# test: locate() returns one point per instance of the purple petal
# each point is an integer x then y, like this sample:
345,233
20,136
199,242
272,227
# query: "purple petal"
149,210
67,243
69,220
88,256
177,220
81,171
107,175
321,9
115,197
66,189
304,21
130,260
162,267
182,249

→ **Directions**
Transcribe all of the material exactly as it was written.

→ **Result of the exercise**
# test: locate() returns one point per instance of the purple petal
# each point is an integer x then y, like this sample:
345,233
20,136
199,242
272,227
# query: "purple petal"
149,210
67,243
69,220
88,256
177,220
81,171
107,175
321,9
115,197
66,189
304,21
130,260
162,267
182,249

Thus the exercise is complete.